WORK TASK: How many of the lines below contain the word "koala"? Only the number is wanted.

Image-grounded pointing data:
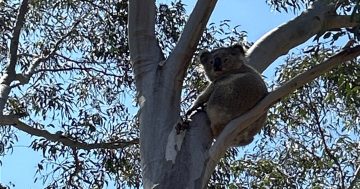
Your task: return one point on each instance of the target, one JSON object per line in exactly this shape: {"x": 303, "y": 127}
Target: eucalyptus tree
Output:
{"x": 102, "y": 85}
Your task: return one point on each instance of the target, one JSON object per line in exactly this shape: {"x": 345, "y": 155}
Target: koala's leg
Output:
{"x": 201, "y": 99}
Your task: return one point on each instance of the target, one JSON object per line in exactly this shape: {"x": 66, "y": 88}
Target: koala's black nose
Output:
{"x": 217, "y": 64}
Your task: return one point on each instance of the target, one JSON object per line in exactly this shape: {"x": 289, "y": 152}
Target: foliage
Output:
{"x": 86, "y": 91}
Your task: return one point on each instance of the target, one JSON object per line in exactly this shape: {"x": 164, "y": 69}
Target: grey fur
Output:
{"x": 234, "y": 88}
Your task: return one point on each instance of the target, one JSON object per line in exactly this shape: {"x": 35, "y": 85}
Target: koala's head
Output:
{"x": 220, "y": 61}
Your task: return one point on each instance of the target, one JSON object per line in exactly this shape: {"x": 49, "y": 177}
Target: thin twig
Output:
{"x": 12, "y": 120}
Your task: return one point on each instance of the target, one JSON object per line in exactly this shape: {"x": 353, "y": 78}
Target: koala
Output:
{"x": 234, "y": 88}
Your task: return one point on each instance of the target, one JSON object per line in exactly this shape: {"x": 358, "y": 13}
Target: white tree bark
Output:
{"x": 186, "y": 159}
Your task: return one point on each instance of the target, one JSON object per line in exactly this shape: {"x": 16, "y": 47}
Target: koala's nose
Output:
{"x": 217, "y": 64}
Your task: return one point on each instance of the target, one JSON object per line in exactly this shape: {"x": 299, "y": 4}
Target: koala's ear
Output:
{"x": 204, "y": 56}
{"x": 237, "y": 49}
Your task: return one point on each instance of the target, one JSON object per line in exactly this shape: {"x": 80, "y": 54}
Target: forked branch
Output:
{"x": 236, "y": 126}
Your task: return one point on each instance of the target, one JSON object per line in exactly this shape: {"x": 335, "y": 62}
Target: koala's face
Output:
{"x": 222, "y": 60}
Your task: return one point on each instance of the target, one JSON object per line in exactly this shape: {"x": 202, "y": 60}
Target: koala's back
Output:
{"x": 234, "y": 95}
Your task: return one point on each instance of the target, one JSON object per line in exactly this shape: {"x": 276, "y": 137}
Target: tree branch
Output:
{"x": 13, "y": 120}
{"x": 142, "y": 41}
{"x": 236, "y": 126}
{"x": 191, "y": 35}
{"x": 356, "y": 179}
{"x": 14, "y": 43}
{"x": 25, "y": 77}
{"x": 320, "y": 17}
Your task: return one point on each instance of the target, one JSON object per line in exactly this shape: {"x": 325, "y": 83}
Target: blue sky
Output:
{"x": 255, "y": 17}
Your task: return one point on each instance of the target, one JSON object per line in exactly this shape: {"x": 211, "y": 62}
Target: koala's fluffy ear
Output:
{"x": 237, "y": 49}
{"x": 204, "y": 56}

RESULT: 9